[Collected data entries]
┄┄┄┄┄┄
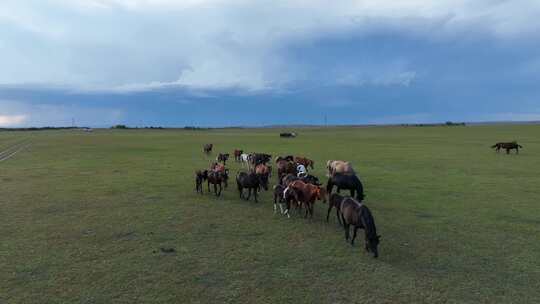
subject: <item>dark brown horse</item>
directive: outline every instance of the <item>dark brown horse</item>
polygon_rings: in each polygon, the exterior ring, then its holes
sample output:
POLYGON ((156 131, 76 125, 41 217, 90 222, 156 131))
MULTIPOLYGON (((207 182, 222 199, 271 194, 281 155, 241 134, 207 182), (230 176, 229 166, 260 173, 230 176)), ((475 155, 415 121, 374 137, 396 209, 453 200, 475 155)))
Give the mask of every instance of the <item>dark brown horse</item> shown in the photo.
POLYGON ((197 193, 203 194, 203 182, 208 179, 208 170, 197 170, 195 171, 195 191, 197 193))
POLYGON ((219 153, 216 157, 216 160, 218 162, 222 162, 224 165, 227 164, 227 160, 229 159, 229 153, 219 153))
POLYGON ((244 153, 243 150, 234 150, 234 160, 237 162, 242 161, 242 159, 240 158, 240 155, 242 155, 242 153, 244 153))
POLYGON ((305 157, 300 157, 300 156, 295 157, 294 161, 297 164, 304 165, 304 167, 306 167, 306 168, 309 166, 311 169, 313 169, 313 164, 315 164, 315 162, 312 161, 311 159, 305 158, 305 157))
POLYGON ((380 235, 377 235, 375 220, 373 219, 373 215, 369 208, 355 199, 347 197, 341 202, 340 213, 343 227, 345 228, 345 240, 349 240, 351 226, 354 229, 351 246, 354 245, 354 239, 356 238, 356 231, 358 228, 364 229, 365 249, 367 252, 371 252, 374 258, 378 257, 380 235))
POLYGON ((523 148, 518 145, 516 141, 513 142, 498 142, 491 146, 495 151, 499 152, 501 149, 506 149, 506 154, 510 154, 510 150, 516 150, 516 154, 519 154, 519 148, 523 148))
POLYGON ((205 144, 204 147, 203 147, 204 153, 210 154, 210 152, 212 152, 213 147, 214 147, 213 144, 205 144))
POLYGON ((328 219, 330 218, 330 211, 332 211, 332 208, 336 208, 336 217, 338 220, 339 225, 343 225, 341 223, 340 218, 340 210, 341 210, 341 202, 345 199, 345 196, 341 196, 337 193, 330 194, 330 198, 328 199, 328 212, 326 213, 326 222, 328 223, 328 219))
POLYGON ((268 167, 267 165, 264 165, 264 164, 258 164, 255 167, 255 174, 260 176, 261 187, 263 187, 264 190, 268 190, 268 179, 270 178, 270 172, 271 172, 270 168, 271 167, 268 167))
POLYGON ((279 179, 283 178, 283 176, 286 174, 296 175, 296 166, 293 162, 282 159, 277 162, 276 167, 279 179))
POLYGON ((227 173, 219 171, 210 171, 208 173, 208 192, 210 192, 210 184, 214 185, 214 194, 216 196, 221 195, 221 184, 226 184, 227 173), (218 191, 219 186, 219 191, 218 191))
POLYGON ((210 170, 212 172, 221 173, 221 175, 223 177, 223 184, 225 185, 225 189, 227 189, 227 187, 229 186, 229 169, 225 168, 224 164, 213 163, 210 166, 210 170))
POLYGON ((334 186, 337 186, 338 193, 341 189, 348 189, 351 191, 352 197, 356 193, 356 199, 358 201, 361 202, 364 200, 364 186, 356 175, 334 174, 328 179, 326 191, 331 194, 334 186))
POLYGON ((251 192, 253 191, 253 196, 255 202, 257 203, 257 191, 261 187, 262 180, 261 176, 255 174, 254 172, 238 172, 236 174, 236 185, 238 186, 238 192, 240 193, 240 198, 249 200, 251 197, 251 192), (244 198, 244 189, 248 189, 248 196, 244 198))
POLYGON ((287 217, 290 218, 291 215, 289 210, 293 204, 298 209, 297 201, 298 195, 296 195, 296 192, 293 189, 279 184, 274 186, 274 213, 277 212, 277 205, 279 203, 281 214, 287 215, 287 217), (283 208, 283 205, 285 205, 285 208, 283 208))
┄┄┄┄┄┄
## INSTRUCTIONS TO FOLLOW:
Starting with the top line, write out all the data above exactly; keep the pictures out.

## TASK ANSWER:
subject: <item>dark brown horse</item>
directive: outline every instance of the <item>dark brown horse</item>
polygon_rings: in each polygon, the exterior ring, then its holes
sample output:
POLYGON ((156 131, 76 125, 41 217, 90 222, 156 131))
MULTIPOLYGON (((207 182, 222 199, 271 194, 281 155, 241 134, 207 182), (230 176, 229 166, 260 173, 230 176)), ((475 155, 415 121, 374 137, 396 209, 453 200, 475 155)))
Give the mask of every instance of the <item>dark brown horse</item> shown in the photo.
POLYGON ((197 193, 203 194, 203 182, 208 179, 208 170, 197 170, 195 171, 195 191, 197 193))
POLYGON ((219 153, 216 157, 216 160, 218 162, 222 162, 224 165, 227 164, 227 160, 229 159, 229 153, 219 153))
POLYGON ((244 153, 243 150, 234 150, 234 160, 237 162, 242 161, 242 159, 240 158, 240 155, 242 155, 242 153, 244 153))
POLYGON ((305 157, 300 157, 300 156, 295 157, 294 161, 297 164, 304 165, 304 167, 306 167, 306 168, 309 166, 311 169, 313 169, 313 164, 315 164, 315 162, 312 161, 311 159, 305 158, 305 157))
POLYGON ((380 235, 377 235, 375 220, 373 219, 373 215, 369 208, 355 199, 347 197, 341 202, 340 213, 343 227, 345 228, 345 240, 349 240, 351 226, 354 229, 351 246, 354 245, 354 239, 356 238, 356 231, 358 228, 364 229, 365 249, 367 252, 371 252, 374 258, 378 257, 380 235))
POLYGON ((523 148, 518 145, 516 141, 513 142, 498 142, 491 146, 495 151, 499 152, 501 149, 506 149, 506 154, 510 154, 510 150, 516 150, 516 154, 519 154, 519 148, 523 148))
POLYGON ((205 144, 204 147, 203 147, 204 153, 210 154, 210 152, 212 152, 213 147, 214 147, 213 144, 205 144))
POLYGON ((328 219, 330 218, 330 211, 332 211, 332 208, 336 208, 336 217, 338 220, 339 225, 343 225, 341 223, 340 218, 340 210, 341 210, 341 202, 345 199, 345 196, 341 196, 337 193, 330 194, 330 198, 328 199, 328 212, 326 213, 326 222, 328 223, 328 219))
POLYGON ((268 167, 267 165, 264 165, 264 164, 258 164, 255 167, 255 174, 260 176, 261 187, 263 187, 264 190, 268 190, 268 179, 270 178, 270 172, 271 172, 270 168, 271 167, 268 167))
POLYGON ((279 179, 283 178, 283 176, 286 174, 296 175, 296 166, 293 162, 282 159, 277 162, 276 167, 279 179))
POLYGON ((227 173, 219 171, 210 171, 208 173, 208 192, 210 192, 210 184, 214 185, 214 194, 216 196, 221 195, 221 184, 226 184, 227 173), (218 191, 219 186, 219 191, 218 191))
POLYGON ((210 170, 212 172, 221 173, 221 175, 223 177, 223 184, 225 185, 225 189, 227 189, 227 187, 229 186, 229 169, 225 168, 224 164, 213 163, 210 166, 210 170))
POLYGON ((334 186, 337 186, 338 193, 341 189, 348 189, 351 191, 352 197, 356 193, 356 199, 358 201, 361 202, 364 200, 364 186, 356 175, 334 174, 328 179, 326 191, 331 194, 334 186))
POLYGON ((251 192, 253 191, 253 196, 255 202, 257 203, 257 191, 261 187, 262 180, 261 176, 255 174, 254 172, 238 172, 236 174, 236 185, 238 186, 238 192, 240 193, 240 198, 249 200, 251 197, 251 192), (244 198, 244 189, 248 189, 248 196, 244 198))
POLYGON ((287 217, 290 218, 291 215, 289 210, 293 204, 298 209, 297 201, 298 195, 296 195, 296 192, 293 189, 279 184, 274 186, 274 213, 277 212, 277 205, 279 203, 281 214, 287 215, 287 217), (283 208, 283 205, 285 205, 285 208, 283 208))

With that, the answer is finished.